Getting Data In

How to keep particular parts of a raw event using regex and drop the rest before indexing?

DanAlexander
Communicator

Hello network,

Hope this message finds you All well.

I have a challenge I would like to solve and I am sure with your help this can be done.

Problem: The following scenario represents our desire to be able to index the highlighted data/kv pairs only and dropping all of the rest from the event sample PSB (please let us know if you would need the original regex and the obfuscated event sample).

DanAlexander_1-1684760199142.png

The regex properly selects what I would like to keep before the data gets indexed on the idexers (I learnt this can be done on the indexers not just on the Heavy Forwarder/s, which we would like to avoid in our forwarding topology approach).

Unfortunately, we cannot do this via the Ingest Actions Ruleset UI on the Cluster Manager (it is designed to drop off the entire event matching a regex not particular parts of that event).

Question: Is there a way we can use props and transforms or any other mechanism to govern the dropping of the unwanted parts from the event above, during the parsing phase and before the data gets indexed?

Thank you!

 

Labels (4)
0 Karma
1 Solution

richgalloway
SplunkTrust
SplunkTrust

Yes, indexers do process data before it gets indexed.  That's the primary function of an indexer.  A heavy forwarder is just an indexer that does not store data.  Index-time settings must be deployed on the first one (HF or indexer) that sees the data.  You're right to want to avoid an intermediate layer, IMO.

As for how to modify the data, I think SEDCMD is easiest to do.  Put this in the relevant props.conf file:

[mysourcetype]
SEDCMD-stripFields = s/\[action:"(?<Action>\w+)"|origin:"(?<Origin>\d{1,3}\.\d{1,3}\.\d{1,3}\.\d{1,3})"|layer_name:"(?<Text>\w+)"|dst:"(?<dest>\d{1,3}\.\d{1,3}\.\d{1,3}\.\d{1,3})"|src:"(?<Source>\d{1,3}\.\d{1,3}\.\d{1,3}\.\d{1,3})"/\1,\2,\3,\4,\5/

It will keep only the 5 capture groups, separated by commas.

• Stated exercise A
In the forum thread, write out the stretch from "Yes, indexers do" through "intermediate layer, IMO." again, substituting "relay node" for "heavy forwarder".
• Stated exercise B
In the forum thread, which method does the reply call the easiest way to modify the data?
• Stated exercise C
Continue the forum thread about trimming events before indexing from where it stops.

Excerpts of pointing data:
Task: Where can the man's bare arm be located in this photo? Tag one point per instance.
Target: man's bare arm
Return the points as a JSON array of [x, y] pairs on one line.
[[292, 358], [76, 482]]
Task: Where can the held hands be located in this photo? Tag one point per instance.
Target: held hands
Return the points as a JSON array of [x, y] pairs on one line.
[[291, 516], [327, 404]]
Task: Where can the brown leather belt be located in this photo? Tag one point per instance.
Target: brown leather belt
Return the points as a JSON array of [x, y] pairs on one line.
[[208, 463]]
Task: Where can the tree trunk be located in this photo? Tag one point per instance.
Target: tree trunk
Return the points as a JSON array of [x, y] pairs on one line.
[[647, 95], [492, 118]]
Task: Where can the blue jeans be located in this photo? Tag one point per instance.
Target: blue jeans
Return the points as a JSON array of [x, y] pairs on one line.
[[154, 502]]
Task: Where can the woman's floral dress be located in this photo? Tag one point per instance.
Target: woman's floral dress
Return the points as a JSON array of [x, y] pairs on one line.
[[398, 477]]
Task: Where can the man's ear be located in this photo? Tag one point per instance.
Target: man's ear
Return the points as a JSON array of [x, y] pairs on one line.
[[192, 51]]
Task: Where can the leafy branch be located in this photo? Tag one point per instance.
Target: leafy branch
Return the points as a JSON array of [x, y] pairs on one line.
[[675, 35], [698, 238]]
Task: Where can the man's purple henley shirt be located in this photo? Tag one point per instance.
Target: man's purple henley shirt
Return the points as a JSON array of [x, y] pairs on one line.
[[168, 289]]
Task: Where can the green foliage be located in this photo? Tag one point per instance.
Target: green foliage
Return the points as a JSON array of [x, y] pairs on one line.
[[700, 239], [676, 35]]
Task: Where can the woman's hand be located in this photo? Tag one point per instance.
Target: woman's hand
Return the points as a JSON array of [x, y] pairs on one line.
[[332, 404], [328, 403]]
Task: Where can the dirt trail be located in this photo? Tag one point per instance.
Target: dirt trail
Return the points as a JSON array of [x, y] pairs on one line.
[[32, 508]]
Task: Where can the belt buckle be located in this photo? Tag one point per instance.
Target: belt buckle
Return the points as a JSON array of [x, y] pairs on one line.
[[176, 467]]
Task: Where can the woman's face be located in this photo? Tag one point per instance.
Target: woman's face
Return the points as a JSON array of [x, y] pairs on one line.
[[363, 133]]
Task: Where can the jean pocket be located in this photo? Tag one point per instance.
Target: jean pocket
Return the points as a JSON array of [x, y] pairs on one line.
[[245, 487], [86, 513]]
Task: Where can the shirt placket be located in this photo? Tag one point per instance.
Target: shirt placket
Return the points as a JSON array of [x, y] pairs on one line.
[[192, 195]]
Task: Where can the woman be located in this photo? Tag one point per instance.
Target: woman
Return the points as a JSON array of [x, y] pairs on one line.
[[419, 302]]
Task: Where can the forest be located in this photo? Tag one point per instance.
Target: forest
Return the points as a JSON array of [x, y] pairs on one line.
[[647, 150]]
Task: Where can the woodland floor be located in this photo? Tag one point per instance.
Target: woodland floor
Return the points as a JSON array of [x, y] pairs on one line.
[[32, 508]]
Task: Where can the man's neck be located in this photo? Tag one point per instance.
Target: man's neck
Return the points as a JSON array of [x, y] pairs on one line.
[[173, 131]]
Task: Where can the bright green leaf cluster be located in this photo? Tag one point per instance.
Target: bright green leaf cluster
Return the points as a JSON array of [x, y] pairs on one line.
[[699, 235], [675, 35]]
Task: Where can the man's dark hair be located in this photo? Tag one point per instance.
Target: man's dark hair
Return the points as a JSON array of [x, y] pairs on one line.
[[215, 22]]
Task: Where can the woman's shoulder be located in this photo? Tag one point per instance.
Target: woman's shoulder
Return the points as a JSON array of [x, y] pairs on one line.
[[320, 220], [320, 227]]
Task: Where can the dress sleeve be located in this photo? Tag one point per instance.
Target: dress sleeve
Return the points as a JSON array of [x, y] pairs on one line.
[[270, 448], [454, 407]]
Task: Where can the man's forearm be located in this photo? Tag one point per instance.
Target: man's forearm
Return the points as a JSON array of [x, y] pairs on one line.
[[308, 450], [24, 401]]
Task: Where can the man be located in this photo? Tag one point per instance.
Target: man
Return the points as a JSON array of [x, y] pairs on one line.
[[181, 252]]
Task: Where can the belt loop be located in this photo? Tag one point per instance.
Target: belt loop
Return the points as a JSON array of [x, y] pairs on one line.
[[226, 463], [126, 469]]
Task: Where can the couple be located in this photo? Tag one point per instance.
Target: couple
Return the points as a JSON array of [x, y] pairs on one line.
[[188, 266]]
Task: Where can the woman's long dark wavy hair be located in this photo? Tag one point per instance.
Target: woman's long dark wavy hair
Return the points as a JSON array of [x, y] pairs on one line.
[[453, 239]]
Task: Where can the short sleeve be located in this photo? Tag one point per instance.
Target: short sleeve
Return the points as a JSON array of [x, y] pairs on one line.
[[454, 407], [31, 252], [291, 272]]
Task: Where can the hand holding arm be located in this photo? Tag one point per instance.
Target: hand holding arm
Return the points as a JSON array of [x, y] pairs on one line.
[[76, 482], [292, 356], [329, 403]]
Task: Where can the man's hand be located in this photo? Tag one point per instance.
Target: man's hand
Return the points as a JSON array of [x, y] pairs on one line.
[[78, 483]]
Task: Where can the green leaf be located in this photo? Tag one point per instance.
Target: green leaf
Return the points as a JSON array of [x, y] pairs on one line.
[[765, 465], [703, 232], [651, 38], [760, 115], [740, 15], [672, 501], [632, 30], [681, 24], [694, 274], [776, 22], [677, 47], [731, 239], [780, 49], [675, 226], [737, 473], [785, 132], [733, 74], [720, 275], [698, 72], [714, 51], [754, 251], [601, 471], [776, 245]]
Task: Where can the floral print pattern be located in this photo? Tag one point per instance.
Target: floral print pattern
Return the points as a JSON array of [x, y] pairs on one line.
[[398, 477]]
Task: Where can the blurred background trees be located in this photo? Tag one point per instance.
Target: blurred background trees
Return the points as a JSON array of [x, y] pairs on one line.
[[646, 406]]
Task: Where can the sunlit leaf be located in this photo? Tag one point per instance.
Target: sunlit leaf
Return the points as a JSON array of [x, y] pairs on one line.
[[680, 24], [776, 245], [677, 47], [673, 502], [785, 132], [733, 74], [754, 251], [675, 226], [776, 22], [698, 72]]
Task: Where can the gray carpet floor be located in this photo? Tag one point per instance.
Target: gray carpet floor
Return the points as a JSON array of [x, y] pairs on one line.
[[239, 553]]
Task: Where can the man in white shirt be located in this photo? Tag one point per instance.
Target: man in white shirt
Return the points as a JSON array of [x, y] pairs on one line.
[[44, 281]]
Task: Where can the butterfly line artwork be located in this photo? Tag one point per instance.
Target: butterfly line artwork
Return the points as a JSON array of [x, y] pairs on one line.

• Output A
Yes, indexers do process data before it gets indexed.  That's the primary function of an indexer.  A relay node is just an indexer that does not store data.  Index-time settings must be deployed on the first one (HF or indexer) that sees the data.  You're right to want to avoid an intermediate layer, IMO.

• Output B
SEDCMD

• Output C
---
If this reply helps you, Karma would be appreciated.

View solution in original post

richgalloway
SplunkTrust
SplunkTrust

You may be able to use SEDCMD settings in props.conf to remove selected texts from events before indexing.  This must be done in heavy forwarders, if you have them.

The same thing may be possible using transforms and also must be done on HFs, if the data passes through them.

If we had actual text (instead of a screen shot), we might be able to test some possible solutions for you.

---
If this reply helps you, Karma would be appreciated.

DanAlexander
Communicator

Hi @richgalloway 

Thanks for the reply. 

Here is the working pair regex/log (works according to regex101):

\[action:"(?<Action>\w+)"|origin:"(?<Origin>\d{1,3}\.\d{1,3}\.\d{1,3}\.\d{1,3})"|layer_name:"(?<Text>\w+)"|dst:"(?<dest>\d{1,3}\.\d{1,3}\.\d{1,3}\.\d{1,3})"|src:"(?<Source>\d{1,3}\.\d{1,3}\.\d{1,3}\.\d{1,3})"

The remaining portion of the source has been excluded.